**ФРАГМЕНТ ДОКУМЕНТА:**
....

Старый капрал сердито стукнул палкой об пол:
– Говорю вам, что будут, милая. Я спрашивал пастора.
– Что же он сказал?
– Он сказал, что там будет последняя битва. Он даже назвал ее. Битва при Арм... Арм...
– При Армагеддоне».
В финале старик умирает, в предсмертном бреду тревожась лишь о том, что его товарищам не хватает боеприпасов. Довольно банальная вещица, хорошо подходящая для театральной постановки: ролей мало, все действие происходит в одной комнате, старый Брустер в хорошем исполнении непременно вызовет у публики рыдания. Дойл за неделю написал на основе этого рассказа одноактную пьесу под названием «Ватерлоо» и отправил ее великому Генри Ирвингу, чьим поклонником был еще в Эдинбурге. Тот моментально оценил все достоинства маленькой пьесы и через своего секретаря известил Дойла, что покупает права на нее за 100 фунтов. Секретарем этим был Брэм Стокер, тогда еще не прославленный «Дракулой».

....

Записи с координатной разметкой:

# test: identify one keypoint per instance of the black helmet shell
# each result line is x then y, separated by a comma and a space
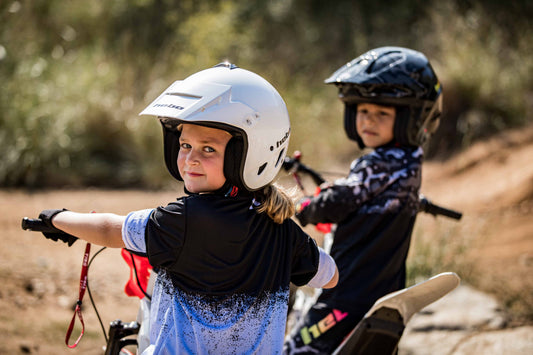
392, 76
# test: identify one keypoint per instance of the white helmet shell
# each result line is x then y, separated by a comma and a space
239, 101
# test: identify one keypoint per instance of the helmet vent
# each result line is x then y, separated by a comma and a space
261, 169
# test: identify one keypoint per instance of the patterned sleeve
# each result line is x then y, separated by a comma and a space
395, 171
133, 230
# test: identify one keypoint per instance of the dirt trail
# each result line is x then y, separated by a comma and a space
492, 183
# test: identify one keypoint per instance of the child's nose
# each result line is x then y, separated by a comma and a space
192, 157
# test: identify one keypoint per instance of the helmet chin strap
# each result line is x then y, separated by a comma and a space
227, 190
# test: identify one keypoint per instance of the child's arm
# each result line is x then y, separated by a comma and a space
327, 274
97, 228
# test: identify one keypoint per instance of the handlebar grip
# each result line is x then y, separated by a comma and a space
35, 225
428, 207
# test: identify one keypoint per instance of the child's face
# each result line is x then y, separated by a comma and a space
375, 124
201, 157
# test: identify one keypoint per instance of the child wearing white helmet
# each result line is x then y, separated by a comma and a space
227, 251
392, 100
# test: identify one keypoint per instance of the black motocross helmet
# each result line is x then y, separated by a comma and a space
392, 76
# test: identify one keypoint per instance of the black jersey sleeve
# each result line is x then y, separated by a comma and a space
165, 234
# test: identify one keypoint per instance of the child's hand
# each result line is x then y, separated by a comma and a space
53, 233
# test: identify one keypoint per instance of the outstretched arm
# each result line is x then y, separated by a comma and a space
327, 274
98, 228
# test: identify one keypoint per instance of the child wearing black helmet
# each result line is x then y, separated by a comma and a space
392, 101
227, 252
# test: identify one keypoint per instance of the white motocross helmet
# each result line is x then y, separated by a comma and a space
238, 101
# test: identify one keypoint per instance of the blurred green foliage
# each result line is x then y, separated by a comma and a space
75, 75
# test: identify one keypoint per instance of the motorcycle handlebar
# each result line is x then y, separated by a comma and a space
35, 225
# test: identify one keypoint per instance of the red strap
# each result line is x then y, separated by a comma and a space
83, 287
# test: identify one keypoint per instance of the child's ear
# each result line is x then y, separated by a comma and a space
233, 160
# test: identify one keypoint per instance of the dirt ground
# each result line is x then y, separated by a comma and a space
491, 183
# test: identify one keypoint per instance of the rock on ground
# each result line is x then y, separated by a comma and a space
463, 322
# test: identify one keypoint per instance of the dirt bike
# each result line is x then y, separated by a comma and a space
377, 333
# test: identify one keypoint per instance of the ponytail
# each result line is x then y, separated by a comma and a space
276, 203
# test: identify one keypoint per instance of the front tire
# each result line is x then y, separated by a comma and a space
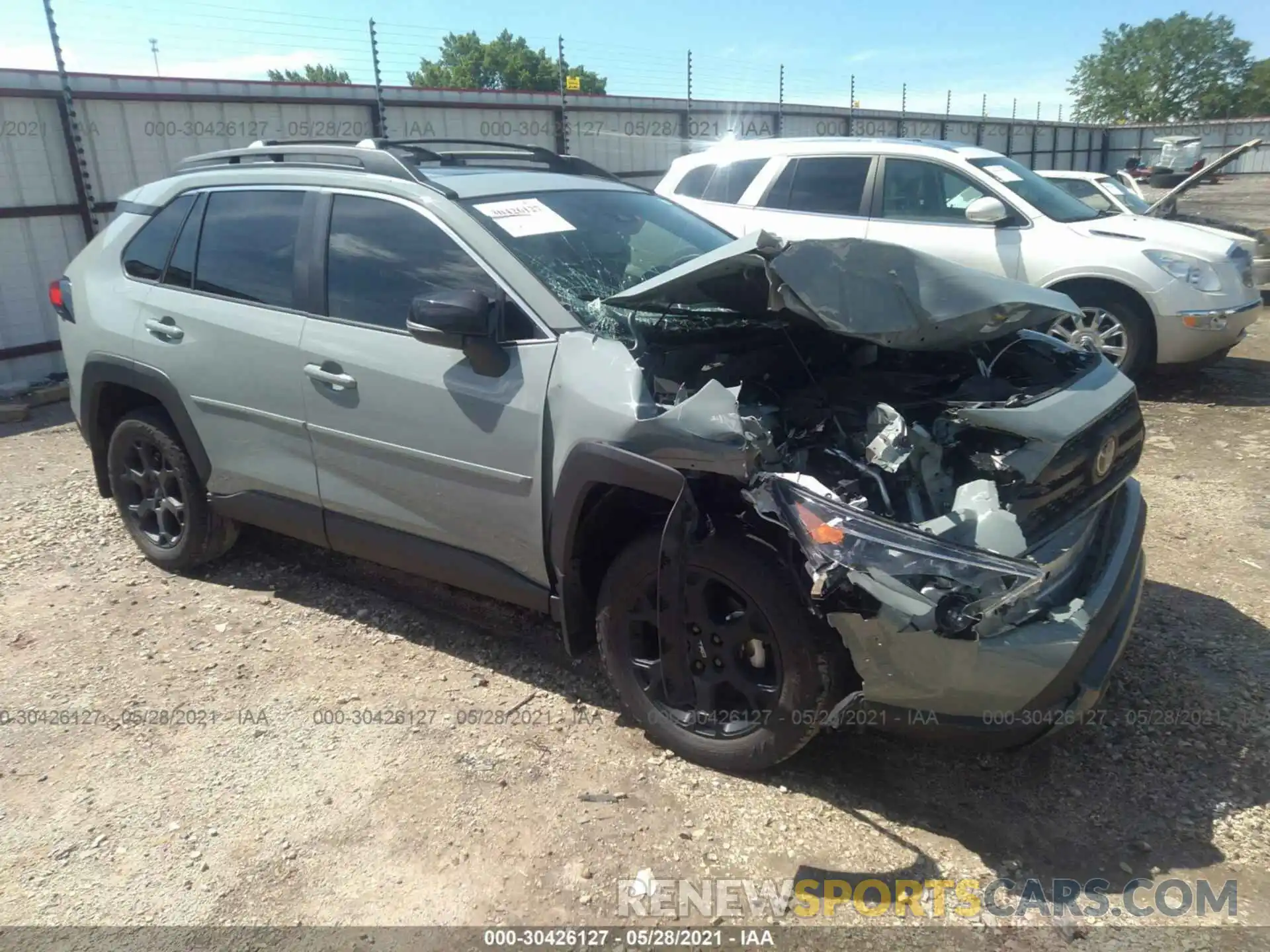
766, 672
159, 495
1114, 327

....

**ЗАДАНИЕ A:** За какую сумму, согласно фрагменту о пьесе «Ватерлоо», Ирвинг купил права на пьесу Дойла?
**ЗАДАНИЕ B:** Допишите фрагмент о пьесе «Ватерлоо», начав сразу после его последнего предложения.
Список не имеет отношения к фрагменту о пьесе «Ватерлоо».

**ОТВЕТ A:** За 100 фунтов.

**ОТВЕТ B:**
Пьеса с осени 1894 года пошла в Америке; успех был громадный – первый успех доктора на драматическом поприще. Стокер писал, что спектакль является «событием чрезвычайной важности в театральном мире». Ирвинг в течение многих лет играл Брустера блистательно и, что любопытно, исправно высылал автору гинею с каждого представления, хотя по условиям договора делать этого был вовсе не обязан – странные они все-таки, эти люди XIX века! Впоследствии Ирвинг и Дойл подружились и нередко навещали друг друга. Критики утверждали, что успех пьесы всецело является заслугой Ирвинга. Дойла это сильно обижало, и обижало, наверное, совершенно справедливо. Никакой актер не вытянет пьесы, если ему в ней нечего играть. Текст «Ватерлоо» банален по содержанию, но у театра свои законы, отличающиеся от законов литературы. Дойл великолепно сделал главное, что нужно для сцены – характер.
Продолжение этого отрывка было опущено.